■ Selection ■
↓↓↓

FINCA’s social venture covers 21 countries in Latin America, Africa, Eurasia, and the Middle East.

 Scofield, who cofounded FINCA in 1984 and has served as its top executive since 1994, spoke to a student audience November 29 during an appearance sponsored by the Stanford Graduate School of Business Public Management Program and the student-led Social Venture Club.

 Social enterprises hold the most potential “to effect the kinds of changes our society needs right now,” Scofield said. “I think if we can reach the point where every enterprise is a social enterprise — not just in name, but in action — then maybe we’ll get the world we want.”

 He wasn’t always such a social enterprise advocate, having stumbled into the sector in the early 1970s while he was in his twenties and serving as a Peace Corps volunteer stationed in Guatemala. Scofield’s job then was to help rural farmers get $50 worth of fertilizer to boost their crop yields.

 He said he would never forget the jubilation from the cheering farmers when he delivered their fertilizer. “This small amount of capital had a huge impact relative to its size,” he said. “It was a really life-changing event for them.”

 After returning to the United States just as the nation entered an economic stall, Scofield managed to find a sales position at a vocational school — a job he didn’t like very much. While addressing one high school class, the teacher suggested that rather than speak on vocational training, he instead tell students about his Peace Corps experience. “I began to talk about that, and all the old feelings, all the enthusiasm came back,” Scofield said. “I realized that this was my passion, and I somehow had to find my way back to that.”

 He went to graduate school and, while finishing up master’s degrees in agricultural economics and public policy at the University of Wisconsin-Madison, noticed a job posting for an ex-Peace Corps volunteer who was fluent in Spanish to take a consulting position. Scofield applied and a week later received a letter with a plane ticket to the Dominican Republic, a check for $1,500, and a note saying: “You’re hired. Meet me in Santo Domingo.”

↑↑↑

■ Records provided ■
↓↓↓

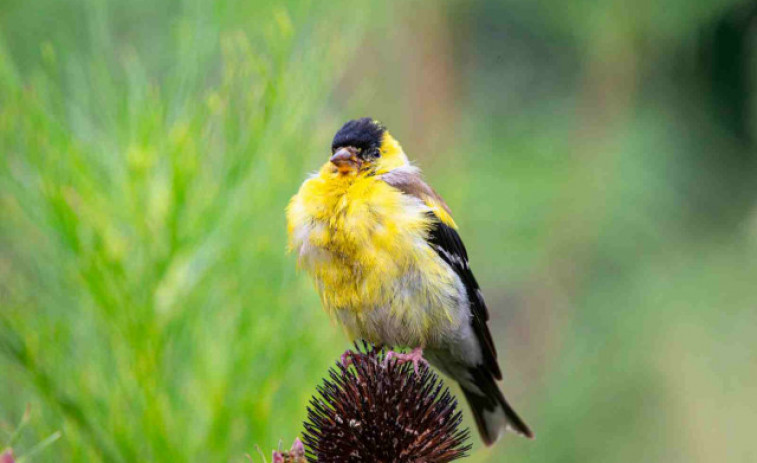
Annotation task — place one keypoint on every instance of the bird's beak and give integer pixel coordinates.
(345, 159)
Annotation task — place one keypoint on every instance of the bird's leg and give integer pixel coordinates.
(415, 356)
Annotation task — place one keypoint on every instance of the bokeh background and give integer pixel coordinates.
(599, 157)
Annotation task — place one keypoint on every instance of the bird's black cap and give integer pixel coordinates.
(364, 133)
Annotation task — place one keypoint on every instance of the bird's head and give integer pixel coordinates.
(364, 147)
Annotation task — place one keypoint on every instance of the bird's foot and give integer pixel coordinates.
(415, 356)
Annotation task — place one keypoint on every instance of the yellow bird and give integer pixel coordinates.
(389, 265)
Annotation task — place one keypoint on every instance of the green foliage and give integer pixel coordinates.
(599, 159)
(149, 311)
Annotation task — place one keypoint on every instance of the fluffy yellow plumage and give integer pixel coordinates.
(389, 265)
(359, 237)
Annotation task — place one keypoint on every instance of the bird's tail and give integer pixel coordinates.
(490, 409)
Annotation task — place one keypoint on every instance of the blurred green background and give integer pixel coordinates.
(599, 157)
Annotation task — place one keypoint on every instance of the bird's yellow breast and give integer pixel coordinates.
(364, 243)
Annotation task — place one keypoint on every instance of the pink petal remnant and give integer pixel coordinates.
(297, 450)
(7, 457)
(295, 455)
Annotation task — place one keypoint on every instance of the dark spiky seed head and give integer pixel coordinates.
(383, 412)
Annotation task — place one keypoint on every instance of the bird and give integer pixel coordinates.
(389, 265)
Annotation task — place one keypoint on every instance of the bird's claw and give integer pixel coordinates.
(415, 356)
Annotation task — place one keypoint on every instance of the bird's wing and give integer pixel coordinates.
(445, 240)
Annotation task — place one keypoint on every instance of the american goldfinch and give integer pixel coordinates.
(390, 267)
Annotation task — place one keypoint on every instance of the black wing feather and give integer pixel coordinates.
(447, 243)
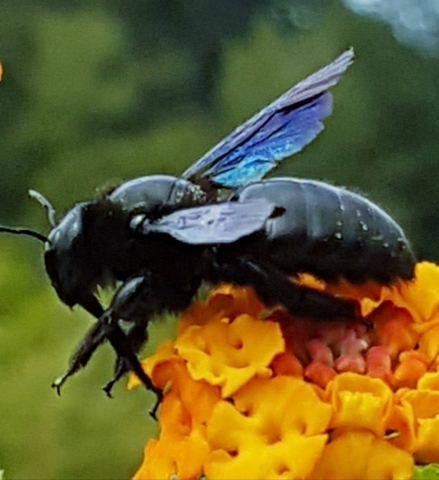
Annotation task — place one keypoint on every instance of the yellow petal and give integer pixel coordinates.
(360, 402)
(359, 455)
(230, 354)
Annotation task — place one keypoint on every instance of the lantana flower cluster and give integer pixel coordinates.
(257, 394)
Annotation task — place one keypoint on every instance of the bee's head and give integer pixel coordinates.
(62, 255)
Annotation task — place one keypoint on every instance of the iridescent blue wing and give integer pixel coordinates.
(212, 224)
(281, 129)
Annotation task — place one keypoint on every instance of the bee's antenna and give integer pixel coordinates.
(46, 204)
(24, 231)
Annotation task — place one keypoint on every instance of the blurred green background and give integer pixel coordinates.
(95, 92)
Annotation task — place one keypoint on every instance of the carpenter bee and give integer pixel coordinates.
(161, 237)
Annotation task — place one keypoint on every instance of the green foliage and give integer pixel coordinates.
(426, 472)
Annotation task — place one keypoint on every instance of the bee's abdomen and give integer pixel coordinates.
(332, 233)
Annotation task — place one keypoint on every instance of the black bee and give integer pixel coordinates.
(161, 237)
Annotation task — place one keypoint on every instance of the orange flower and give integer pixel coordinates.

↑↑↑

■ Exercise set ■
1) In the passage about FINCA, what amount was the check Scofield received along with his plane ticket to the Dominican Republic?
2) How many lines of the records contain the string "flower", matching case exactly? Give only the number.

■ Task-by-task answers ■
1) $1,500

2) 2